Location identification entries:
━━━━

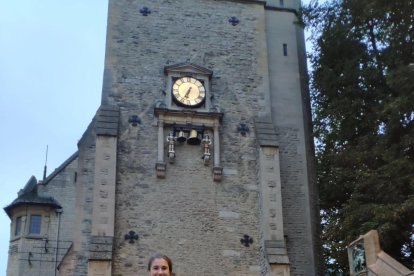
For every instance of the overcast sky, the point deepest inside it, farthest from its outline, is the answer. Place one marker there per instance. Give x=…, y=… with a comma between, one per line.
x=51, y=67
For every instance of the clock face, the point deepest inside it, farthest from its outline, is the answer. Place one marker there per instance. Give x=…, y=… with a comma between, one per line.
x=188, y=91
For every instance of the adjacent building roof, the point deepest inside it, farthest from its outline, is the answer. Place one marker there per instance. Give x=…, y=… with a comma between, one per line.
x=28, y=196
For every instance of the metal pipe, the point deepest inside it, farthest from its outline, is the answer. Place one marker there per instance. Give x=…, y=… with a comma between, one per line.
x=58, y=213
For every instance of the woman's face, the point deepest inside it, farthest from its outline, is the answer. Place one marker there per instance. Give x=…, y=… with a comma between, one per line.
x=159, y=267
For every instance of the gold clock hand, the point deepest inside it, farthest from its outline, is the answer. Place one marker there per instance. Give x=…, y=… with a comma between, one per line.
x=188, y=92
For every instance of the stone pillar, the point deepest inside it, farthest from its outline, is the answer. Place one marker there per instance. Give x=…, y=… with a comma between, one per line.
x=271, y=198
x=103, y=210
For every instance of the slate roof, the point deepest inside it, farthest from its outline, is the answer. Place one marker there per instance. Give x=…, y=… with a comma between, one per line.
x=28, y=196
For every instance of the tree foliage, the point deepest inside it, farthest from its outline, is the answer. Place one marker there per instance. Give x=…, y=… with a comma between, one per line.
x=362, y=91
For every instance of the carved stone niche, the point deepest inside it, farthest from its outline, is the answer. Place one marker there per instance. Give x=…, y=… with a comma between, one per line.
x=205, y=115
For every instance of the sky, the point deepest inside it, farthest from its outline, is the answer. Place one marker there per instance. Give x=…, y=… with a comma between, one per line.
x=51, y=68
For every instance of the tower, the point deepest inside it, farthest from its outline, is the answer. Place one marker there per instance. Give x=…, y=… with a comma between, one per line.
x=200, y=149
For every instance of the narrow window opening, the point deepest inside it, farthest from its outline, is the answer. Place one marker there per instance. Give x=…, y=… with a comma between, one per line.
x=18, y=227
x=35, y=224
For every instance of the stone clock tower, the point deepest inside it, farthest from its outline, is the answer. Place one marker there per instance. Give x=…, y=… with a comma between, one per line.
x=201, y=150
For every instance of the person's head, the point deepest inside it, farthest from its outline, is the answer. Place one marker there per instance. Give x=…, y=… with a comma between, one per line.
x=159, y=265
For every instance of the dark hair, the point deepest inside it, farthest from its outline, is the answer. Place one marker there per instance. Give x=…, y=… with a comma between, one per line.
x=160, y=256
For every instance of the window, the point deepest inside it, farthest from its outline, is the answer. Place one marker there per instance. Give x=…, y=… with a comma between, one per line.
x=18, y=226
x=35, y=224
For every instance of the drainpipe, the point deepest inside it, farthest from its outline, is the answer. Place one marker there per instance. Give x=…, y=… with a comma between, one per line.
x=58, y=213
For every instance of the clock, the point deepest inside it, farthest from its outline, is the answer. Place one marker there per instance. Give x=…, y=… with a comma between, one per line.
x=188, y=91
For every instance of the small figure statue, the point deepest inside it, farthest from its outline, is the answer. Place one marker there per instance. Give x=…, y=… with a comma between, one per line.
x=206, y=143
x=171, y=151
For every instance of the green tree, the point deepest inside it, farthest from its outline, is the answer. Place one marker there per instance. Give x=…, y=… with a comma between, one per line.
x=362, y=93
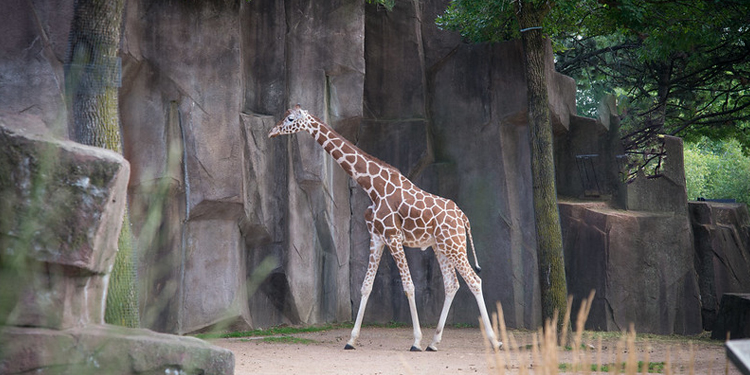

━━━━

Directions for this task: Please count the lines of the entries above that contain the string "tower", matching case exactly, and give only that number.

Reply to the exercise: 2